◆ What is expected ◆
Output each line from the one that contains "Reviewer note: every instance of the seal's head" to the final line of the data below, exactly, and include nothing else.

━━ Source records ━━

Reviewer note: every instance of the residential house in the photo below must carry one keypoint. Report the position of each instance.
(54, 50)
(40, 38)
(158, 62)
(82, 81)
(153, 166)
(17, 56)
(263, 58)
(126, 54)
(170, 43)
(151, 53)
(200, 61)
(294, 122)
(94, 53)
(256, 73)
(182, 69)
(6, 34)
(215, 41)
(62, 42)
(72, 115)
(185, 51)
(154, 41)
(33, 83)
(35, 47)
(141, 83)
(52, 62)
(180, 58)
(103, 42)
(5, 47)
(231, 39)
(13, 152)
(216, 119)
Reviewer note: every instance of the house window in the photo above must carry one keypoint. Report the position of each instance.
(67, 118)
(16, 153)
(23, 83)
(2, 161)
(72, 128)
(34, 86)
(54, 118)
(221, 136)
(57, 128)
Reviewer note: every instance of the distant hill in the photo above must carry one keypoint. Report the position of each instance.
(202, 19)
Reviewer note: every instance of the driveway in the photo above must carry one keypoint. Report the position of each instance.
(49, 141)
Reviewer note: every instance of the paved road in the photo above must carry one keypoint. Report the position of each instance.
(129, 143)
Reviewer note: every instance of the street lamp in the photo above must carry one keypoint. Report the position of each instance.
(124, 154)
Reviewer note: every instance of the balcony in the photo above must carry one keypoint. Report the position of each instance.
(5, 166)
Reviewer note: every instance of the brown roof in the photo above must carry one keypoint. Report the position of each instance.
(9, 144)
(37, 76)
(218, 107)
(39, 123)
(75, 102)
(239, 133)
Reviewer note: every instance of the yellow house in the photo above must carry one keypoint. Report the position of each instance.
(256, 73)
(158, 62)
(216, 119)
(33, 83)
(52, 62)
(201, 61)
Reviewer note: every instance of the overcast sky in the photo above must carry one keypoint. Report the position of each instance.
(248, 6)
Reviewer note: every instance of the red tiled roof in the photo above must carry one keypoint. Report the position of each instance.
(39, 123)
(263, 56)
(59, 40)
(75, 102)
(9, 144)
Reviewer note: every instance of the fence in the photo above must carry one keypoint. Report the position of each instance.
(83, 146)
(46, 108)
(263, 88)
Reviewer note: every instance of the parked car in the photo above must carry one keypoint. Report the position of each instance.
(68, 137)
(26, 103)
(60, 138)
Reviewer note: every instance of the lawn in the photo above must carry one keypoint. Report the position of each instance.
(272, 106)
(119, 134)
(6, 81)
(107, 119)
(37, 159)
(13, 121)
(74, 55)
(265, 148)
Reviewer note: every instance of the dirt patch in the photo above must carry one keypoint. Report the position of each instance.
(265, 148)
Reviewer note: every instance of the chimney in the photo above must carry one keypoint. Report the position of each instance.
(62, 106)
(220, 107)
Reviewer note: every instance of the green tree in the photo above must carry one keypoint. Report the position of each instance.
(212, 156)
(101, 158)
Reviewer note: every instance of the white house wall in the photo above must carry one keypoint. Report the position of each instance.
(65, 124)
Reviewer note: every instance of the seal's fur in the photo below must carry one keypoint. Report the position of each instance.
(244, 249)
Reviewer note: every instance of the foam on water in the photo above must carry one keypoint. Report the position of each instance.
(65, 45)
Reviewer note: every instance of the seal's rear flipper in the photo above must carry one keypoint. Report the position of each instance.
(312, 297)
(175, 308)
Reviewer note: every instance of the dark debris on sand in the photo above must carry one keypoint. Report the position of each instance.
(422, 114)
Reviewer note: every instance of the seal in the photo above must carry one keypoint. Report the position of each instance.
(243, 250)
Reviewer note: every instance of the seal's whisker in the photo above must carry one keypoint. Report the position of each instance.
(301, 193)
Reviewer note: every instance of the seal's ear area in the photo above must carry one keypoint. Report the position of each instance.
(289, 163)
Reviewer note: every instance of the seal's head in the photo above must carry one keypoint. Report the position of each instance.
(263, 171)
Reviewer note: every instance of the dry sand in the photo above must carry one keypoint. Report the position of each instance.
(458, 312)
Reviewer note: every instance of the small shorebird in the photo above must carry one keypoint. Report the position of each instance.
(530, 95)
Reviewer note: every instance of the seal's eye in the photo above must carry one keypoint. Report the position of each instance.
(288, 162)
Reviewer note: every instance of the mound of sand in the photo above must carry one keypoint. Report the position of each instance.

━━━

◆ Exercise output ◆
Reviewer note: every instance of the seal's head in the photo above must carry one keypoint. Report the position of each instance.
(263, 171)
Reviewer note: every instance of the dry sand in the photo above must carry one keypoint. Report the position of each instance.
(458, 312)
Reviewer note: every instance of the small shorebird in the photo above must carry one keypoint. Report the position of each instance.
(530, 95)
Reviewer note: every instance of the seal's eye in the photo above must carry one keypoint. Report the position of each instance.
(288, 162)
Reviewer note: every instance of the mound of sand in the photo above must carry one keypoint. Report the position of each instance.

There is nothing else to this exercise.